[Excerpts from point annotation data]
|---|

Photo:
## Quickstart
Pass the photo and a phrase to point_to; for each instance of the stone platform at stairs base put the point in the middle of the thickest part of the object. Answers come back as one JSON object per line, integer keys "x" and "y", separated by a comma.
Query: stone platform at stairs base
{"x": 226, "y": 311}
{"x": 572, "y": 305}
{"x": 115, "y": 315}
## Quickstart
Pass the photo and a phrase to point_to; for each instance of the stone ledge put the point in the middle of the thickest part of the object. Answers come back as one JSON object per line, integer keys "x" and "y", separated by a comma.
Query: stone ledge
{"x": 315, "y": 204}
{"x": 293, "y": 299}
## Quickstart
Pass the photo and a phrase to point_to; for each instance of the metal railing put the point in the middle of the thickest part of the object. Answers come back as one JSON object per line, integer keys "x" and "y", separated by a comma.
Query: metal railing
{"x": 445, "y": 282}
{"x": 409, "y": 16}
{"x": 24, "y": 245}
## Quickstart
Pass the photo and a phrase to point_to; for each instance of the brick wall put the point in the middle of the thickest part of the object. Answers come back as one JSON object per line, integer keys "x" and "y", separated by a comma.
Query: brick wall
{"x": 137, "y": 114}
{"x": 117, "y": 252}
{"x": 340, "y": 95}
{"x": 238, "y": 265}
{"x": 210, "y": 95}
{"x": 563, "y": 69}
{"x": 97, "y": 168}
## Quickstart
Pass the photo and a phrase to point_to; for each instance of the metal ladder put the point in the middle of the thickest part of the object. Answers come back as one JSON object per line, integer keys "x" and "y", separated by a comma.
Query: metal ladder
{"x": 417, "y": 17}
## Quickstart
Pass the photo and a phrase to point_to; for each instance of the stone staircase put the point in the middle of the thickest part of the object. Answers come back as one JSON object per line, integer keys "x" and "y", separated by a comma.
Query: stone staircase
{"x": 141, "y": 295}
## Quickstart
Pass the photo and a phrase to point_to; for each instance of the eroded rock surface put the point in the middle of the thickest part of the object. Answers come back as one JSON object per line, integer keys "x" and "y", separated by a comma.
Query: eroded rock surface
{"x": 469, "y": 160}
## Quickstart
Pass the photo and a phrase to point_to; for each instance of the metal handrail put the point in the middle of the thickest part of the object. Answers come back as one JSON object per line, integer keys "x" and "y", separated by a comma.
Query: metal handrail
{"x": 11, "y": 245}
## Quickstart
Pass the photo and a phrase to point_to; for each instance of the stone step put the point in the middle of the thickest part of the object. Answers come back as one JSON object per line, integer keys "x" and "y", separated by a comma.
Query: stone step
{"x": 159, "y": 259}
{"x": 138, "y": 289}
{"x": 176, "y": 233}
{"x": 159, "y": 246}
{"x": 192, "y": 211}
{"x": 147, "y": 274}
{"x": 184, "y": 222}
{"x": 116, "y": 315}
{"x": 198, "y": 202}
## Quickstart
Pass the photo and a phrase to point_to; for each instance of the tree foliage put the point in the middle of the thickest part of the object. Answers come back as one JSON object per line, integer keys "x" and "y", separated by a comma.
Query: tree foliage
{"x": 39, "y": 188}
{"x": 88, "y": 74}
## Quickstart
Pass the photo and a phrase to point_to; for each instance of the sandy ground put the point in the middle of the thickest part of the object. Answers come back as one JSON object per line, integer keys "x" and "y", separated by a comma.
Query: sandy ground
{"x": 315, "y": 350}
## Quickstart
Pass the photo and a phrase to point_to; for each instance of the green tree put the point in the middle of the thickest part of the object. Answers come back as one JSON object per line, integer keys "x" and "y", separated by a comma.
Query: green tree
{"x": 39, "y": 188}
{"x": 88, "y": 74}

|---|

● Task statement
Count the lines of the listing above that contain the word "green", and give only the number.

● Correct response
2